Find each line of the records that contains the string "clicks" and copy those lines. Letter case must match.
* * *
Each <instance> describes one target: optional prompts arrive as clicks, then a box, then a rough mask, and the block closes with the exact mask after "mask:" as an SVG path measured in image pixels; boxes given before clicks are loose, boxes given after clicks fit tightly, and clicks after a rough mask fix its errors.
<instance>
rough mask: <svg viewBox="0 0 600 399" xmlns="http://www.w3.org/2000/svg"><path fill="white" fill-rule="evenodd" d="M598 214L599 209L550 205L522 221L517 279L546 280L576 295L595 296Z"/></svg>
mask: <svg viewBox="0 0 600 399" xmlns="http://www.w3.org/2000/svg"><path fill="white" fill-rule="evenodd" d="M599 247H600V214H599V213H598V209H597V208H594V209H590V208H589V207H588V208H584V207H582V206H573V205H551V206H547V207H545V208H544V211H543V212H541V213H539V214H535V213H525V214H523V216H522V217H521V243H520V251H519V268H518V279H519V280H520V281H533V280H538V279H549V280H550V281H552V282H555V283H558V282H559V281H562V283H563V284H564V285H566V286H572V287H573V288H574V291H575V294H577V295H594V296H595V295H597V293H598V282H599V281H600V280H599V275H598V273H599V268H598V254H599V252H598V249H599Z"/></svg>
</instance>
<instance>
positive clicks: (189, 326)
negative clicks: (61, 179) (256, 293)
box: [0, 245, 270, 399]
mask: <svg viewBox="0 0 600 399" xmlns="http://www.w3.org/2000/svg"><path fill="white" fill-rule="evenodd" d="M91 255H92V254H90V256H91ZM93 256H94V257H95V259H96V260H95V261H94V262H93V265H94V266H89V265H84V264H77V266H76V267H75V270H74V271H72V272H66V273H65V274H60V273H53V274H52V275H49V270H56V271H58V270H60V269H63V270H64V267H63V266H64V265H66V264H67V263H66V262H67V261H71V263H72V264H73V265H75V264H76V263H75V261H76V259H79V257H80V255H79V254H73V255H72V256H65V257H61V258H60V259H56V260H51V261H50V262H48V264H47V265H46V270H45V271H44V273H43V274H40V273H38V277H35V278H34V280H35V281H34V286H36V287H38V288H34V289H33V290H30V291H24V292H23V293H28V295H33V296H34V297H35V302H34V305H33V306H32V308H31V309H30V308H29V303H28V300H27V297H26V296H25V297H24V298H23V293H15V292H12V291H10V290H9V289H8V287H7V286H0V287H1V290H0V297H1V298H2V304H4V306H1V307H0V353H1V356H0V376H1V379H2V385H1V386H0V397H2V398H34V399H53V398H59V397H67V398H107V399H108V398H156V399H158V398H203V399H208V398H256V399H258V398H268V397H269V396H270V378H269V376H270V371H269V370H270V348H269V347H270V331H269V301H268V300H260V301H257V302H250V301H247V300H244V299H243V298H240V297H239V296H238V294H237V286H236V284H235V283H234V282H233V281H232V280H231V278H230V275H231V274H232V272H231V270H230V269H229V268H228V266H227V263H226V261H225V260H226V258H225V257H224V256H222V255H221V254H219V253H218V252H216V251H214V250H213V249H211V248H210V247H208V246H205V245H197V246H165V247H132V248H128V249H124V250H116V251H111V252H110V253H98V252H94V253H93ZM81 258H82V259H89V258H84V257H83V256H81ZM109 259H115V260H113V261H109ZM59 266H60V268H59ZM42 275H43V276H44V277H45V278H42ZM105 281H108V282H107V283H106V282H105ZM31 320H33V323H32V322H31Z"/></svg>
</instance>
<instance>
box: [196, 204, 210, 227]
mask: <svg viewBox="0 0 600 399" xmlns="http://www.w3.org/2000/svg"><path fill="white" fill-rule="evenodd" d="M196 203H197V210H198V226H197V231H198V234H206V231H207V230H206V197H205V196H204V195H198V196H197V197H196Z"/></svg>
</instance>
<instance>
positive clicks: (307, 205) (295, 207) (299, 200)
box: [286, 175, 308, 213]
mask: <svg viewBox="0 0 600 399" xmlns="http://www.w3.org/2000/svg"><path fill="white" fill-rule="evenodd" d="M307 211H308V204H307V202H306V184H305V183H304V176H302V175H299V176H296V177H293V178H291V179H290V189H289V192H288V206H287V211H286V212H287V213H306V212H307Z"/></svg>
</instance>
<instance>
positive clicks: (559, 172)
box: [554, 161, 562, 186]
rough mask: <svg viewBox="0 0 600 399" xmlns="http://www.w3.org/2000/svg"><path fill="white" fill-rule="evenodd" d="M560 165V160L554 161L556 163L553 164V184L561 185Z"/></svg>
* * *
> _Response area_
Each <instance> describes one target: optional prompts arrive as clicks, then a box, then a rough mask, and the block closes with the exact mask after "mask:" as an SVG path measured in image pixels; boxes given before clicks are loose, boxes given after clicks fit tightly, and clicks after a rough mask fix its errors.
positive clicks: (189, 326)
negative clicks: (61, 179) (256, 293)
positive clicks: (307, 205) (295, 207) (299, 200)
positive clicks: (559, 172)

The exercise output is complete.